Directions: Should a line in the entries below contain "green", return that line.

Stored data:
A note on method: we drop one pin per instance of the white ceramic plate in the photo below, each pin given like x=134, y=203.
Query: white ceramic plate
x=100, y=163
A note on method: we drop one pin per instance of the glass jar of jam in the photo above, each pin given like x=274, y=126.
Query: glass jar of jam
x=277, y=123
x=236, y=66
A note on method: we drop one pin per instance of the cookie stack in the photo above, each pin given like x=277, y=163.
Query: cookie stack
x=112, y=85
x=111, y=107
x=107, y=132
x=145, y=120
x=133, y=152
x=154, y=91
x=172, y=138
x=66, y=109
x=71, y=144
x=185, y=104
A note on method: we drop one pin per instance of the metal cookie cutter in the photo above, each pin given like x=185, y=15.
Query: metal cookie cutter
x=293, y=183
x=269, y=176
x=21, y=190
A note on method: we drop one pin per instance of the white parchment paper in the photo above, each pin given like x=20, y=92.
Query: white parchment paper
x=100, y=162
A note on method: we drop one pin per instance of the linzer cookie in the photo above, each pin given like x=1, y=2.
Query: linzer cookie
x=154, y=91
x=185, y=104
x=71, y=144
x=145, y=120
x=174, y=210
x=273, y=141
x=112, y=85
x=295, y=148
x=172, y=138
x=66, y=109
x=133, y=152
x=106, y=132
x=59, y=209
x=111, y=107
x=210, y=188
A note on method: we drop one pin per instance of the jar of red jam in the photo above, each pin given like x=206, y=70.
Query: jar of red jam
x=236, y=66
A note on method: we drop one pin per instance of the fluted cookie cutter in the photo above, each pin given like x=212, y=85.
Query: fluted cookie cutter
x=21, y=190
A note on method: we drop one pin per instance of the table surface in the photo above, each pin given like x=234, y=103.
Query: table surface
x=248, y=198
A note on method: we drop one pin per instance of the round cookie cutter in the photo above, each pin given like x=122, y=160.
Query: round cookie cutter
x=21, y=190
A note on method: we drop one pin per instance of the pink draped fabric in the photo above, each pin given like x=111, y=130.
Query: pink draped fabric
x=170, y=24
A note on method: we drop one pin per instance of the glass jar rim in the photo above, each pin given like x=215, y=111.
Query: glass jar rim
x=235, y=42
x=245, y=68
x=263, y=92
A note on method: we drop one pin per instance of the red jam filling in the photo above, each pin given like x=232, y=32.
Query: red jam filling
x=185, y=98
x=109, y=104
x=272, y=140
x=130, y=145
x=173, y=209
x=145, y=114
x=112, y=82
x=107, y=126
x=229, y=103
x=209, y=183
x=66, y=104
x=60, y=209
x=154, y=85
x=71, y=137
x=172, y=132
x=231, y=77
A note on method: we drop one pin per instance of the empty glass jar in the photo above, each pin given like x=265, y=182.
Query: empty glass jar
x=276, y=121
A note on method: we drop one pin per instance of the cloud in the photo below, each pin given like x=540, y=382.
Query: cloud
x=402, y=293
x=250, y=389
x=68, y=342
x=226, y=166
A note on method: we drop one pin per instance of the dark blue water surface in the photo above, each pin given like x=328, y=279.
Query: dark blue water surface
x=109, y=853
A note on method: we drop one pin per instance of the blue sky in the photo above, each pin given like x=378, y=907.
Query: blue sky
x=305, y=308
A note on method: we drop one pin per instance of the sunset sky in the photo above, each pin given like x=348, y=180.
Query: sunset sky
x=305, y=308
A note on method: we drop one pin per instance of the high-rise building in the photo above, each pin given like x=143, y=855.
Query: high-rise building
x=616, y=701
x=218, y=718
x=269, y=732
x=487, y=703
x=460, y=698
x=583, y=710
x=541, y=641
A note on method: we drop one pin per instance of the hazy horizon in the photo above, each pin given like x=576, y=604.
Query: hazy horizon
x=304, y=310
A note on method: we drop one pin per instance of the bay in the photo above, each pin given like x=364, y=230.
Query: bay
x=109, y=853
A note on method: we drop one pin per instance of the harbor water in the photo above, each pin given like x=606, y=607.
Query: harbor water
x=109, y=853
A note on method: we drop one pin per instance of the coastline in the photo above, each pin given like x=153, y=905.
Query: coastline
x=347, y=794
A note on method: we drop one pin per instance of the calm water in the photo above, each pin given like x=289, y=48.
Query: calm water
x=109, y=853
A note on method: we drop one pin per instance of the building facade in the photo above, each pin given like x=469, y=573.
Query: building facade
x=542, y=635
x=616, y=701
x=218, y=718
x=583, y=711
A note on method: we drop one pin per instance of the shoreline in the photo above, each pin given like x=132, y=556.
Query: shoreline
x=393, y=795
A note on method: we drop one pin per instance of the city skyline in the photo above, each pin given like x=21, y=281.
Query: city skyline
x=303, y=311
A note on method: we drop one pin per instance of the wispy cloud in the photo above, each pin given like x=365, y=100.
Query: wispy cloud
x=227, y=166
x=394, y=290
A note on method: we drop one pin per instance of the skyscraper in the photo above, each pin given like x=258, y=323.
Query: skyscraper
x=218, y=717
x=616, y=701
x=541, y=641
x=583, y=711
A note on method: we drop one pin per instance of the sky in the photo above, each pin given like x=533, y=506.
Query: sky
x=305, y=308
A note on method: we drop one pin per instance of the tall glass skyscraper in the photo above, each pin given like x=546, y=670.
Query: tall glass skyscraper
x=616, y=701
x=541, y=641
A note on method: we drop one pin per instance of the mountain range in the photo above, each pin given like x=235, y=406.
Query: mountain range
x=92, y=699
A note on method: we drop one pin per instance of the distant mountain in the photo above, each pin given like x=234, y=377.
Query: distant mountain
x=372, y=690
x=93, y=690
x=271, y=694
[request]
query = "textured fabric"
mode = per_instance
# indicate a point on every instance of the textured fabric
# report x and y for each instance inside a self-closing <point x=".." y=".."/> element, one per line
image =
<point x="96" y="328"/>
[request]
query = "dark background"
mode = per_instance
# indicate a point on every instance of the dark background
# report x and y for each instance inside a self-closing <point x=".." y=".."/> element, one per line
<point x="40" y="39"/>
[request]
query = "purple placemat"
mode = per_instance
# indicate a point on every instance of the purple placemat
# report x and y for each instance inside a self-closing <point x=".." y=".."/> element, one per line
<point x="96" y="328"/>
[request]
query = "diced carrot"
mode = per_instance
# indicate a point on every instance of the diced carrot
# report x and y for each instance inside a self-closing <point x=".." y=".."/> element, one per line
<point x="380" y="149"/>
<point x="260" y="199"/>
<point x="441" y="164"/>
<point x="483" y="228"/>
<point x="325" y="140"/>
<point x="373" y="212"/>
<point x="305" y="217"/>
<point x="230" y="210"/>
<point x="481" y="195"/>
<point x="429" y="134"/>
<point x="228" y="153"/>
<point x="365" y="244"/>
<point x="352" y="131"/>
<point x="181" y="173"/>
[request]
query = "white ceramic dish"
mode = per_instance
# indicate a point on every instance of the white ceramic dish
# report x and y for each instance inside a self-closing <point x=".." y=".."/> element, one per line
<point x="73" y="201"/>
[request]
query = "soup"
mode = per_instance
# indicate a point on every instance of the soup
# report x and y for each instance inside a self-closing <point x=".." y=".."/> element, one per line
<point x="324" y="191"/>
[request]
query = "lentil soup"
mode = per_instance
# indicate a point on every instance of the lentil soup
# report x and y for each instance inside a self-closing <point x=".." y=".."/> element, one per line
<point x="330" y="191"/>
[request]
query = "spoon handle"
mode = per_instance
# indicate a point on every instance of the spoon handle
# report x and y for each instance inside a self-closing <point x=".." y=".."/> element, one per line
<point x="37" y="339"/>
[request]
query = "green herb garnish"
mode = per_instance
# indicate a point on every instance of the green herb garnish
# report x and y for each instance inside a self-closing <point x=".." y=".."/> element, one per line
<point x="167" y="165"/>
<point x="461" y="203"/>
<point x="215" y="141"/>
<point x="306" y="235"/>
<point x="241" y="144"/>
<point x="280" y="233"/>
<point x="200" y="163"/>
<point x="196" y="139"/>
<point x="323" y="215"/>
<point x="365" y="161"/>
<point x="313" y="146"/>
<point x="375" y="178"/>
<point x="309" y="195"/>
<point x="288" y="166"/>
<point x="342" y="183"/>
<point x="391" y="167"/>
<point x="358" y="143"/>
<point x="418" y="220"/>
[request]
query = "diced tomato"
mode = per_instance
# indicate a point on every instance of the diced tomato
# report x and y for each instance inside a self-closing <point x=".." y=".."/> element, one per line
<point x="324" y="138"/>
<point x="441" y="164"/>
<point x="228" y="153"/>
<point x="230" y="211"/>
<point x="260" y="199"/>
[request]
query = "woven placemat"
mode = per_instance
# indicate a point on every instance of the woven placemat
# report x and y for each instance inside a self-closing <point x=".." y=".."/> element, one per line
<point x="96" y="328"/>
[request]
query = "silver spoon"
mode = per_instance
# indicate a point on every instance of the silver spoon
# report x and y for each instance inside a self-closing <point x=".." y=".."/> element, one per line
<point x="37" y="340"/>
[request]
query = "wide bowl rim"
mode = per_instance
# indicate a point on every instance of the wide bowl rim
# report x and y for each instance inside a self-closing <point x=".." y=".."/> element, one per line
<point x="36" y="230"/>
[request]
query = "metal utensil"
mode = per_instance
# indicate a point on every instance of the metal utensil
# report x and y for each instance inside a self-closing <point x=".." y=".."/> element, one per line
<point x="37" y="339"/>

Answer section:
query = "green herb garnish"
# indicate a point on every instance of the green herb garnish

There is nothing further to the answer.